The FBI may have been right. Kaczynski’s brother, David, recognized the similarity between his brother’s writings and the Unabomber’s anti-technology tract published in the Washington Post. In his anti-technology manifesto, the Unabomber dismisses the Internet as a futile way to communicate. But, it was on the Internet that David Kaczynski read selections of the manifesto that convinced him that his brother might be the Unabomber (Kovaleski, A03). With the tip from David, all of the pieces seemed to fall into place. That is when the FBI’s high-tech two week stakeout began. The FBI’s elite Hostage rescue team was immediately called in. They are experienced in survival training and can live for long periods in the wild; agents were prepared to live outdoors in subzero temperatures.
They employed infrared and satellite surveillance of Kaczynski’s meager home (Douglas, 108). Finally, after getting a warrant to search Kaczynski’s cabin, agents posing as Forest Service employees arrested the Unabomber suspect. Federal investigators arrived at Kaczynski’s dark, tiny cabin with some of the most sophisticated technology ever developed to detect and defuse bombs. Looking for evidence that Kaczynski was the anti-technology Unabomber, the FBI and the ATF brought in such devices as a remote- controlled robot and portable X-ray equipment to help search for bombs and booby traps.
They came with new scientific techniques specifically designed during the Unabomber investigation to detect, analyze and defuse bombs made in the unique hand-crafted style of the elusive serial bomber.” Technology was developed just for this case because of the way he made his bombs” (Paddock, 23). With the detailed preparation, new detection methods, and painstaking search, agents were able to discover and preserve one of the most crucial pieces of evidence in the case: a completed bomb that was ready for mailing. Given that the hunt for the Unabomber is one of the FBI’s highest priorities, the agency would be sure to use every technique at its command to carry out the search. Before entering the cabin, FBI agents bombarded the small structure with electro-magnetic energy to create a picture of its entire contents, much like an X-ray. This gave the FBI a three-dimensional view of the landscape of the room (Paddock, 24).

══════

# What you should do
Please continue the passage on the FBI's search of Kaczynski's cabin, picking up after its final sentence. The rows that follow come from a separate source.

══════

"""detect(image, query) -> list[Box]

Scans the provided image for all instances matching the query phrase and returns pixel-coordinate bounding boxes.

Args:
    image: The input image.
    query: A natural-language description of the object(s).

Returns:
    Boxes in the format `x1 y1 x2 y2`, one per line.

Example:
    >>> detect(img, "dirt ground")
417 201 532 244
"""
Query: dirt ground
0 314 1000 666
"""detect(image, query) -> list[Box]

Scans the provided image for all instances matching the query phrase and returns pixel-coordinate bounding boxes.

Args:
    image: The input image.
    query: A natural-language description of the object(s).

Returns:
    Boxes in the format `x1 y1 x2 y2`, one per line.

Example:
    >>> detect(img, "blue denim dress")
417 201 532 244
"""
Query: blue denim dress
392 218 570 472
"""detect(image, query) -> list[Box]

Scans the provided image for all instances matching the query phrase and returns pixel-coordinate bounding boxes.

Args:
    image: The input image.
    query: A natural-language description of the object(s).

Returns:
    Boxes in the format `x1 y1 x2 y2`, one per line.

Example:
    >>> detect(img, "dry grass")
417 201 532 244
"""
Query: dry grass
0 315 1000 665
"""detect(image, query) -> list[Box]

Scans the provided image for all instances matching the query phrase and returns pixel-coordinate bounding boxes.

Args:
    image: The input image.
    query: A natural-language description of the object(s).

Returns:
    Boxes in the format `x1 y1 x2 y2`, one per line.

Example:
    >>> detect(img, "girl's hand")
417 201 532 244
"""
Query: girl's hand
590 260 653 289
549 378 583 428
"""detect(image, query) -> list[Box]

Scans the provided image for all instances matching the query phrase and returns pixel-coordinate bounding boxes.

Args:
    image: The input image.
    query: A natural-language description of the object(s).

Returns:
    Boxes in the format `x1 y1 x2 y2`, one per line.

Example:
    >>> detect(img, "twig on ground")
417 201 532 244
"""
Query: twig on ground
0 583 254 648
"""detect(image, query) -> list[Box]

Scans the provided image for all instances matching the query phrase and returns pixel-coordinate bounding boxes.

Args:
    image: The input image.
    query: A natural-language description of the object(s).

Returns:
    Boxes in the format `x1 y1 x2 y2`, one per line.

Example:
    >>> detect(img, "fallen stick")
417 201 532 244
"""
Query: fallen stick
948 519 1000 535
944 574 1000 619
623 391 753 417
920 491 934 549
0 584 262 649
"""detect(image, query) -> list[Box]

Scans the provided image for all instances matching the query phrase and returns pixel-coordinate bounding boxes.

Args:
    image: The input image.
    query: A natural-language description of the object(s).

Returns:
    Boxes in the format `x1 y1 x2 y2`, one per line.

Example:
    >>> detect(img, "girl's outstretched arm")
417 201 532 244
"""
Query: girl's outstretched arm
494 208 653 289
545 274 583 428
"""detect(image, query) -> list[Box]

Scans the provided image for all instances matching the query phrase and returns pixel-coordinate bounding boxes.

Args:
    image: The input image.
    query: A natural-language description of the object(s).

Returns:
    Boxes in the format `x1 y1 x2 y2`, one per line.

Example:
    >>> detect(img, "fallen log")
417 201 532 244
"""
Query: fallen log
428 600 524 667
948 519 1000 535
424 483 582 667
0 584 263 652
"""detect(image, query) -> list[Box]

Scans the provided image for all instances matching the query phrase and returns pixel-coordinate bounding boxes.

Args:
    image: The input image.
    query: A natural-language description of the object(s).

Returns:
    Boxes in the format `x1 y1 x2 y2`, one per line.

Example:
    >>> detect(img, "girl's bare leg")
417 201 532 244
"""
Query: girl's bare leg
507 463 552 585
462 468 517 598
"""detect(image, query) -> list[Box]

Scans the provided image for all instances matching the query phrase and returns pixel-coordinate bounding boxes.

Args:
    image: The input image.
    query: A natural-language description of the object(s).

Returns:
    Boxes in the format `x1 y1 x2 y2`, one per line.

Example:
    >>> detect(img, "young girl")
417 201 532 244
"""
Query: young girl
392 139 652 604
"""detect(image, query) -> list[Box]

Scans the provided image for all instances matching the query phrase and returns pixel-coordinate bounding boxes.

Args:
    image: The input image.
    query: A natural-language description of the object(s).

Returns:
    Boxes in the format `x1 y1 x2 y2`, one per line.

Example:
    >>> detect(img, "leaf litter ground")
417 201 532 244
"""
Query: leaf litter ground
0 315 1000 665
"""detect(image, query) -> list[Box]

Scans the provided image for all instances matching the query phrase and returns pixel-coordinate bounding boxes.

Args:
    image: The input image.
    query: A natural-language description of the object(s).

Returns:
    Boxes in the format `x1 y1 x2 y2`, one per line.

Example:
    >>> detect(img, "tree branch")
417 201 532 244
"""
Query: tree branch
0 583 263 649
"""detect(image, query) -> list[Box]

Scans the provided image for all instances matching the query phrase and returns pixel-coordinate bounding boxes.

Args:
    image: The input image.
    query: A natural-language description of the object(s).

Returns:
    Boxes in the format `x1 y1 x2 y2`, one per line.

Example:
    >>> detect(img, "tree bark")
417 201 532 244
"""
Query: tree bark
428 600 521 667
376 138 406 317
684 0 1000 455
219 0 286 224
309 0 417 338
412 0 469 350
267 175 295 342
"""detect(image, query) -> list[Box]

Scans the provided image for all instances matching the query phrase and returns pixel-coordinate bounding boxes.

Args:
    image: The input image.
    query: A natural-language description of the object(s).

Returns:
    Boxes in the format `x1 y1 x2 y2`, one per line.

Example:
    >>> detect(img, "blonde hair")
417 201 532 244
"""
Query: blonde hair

══════

# Written reply
Also before entering, agents inserted highly sensitive acoustic devices to sort out all of the sounds in the cabin and determine whether there were any electronically operated booby traps, because these devices make their own noise. One of the most important techniques used in the search was the use of highly sophisticated chemical sensors that can detect possible bomb components. Such “sniffers” can test for small amounts of a chemical in the air. Much of the high-tech equipment used by law enforcement in such searches was developed during the drug war for entering booby trapped lairs of suspected drug dealers.
When suspicious material was located in Kaczynski’s cabin, for example, the FBI used a robot to enter the structure and retrieve it. Agents feared it could have been set off if it was picked up. Once items were removed from the cabin, they were moved to a work area outside the house where they were X-rayed on a portable machine much like the ones used at airports. After the cabin was deemed safe; the physical evidence was collected, bagged, and tagged. This slow and meticulous process lasted almost a month.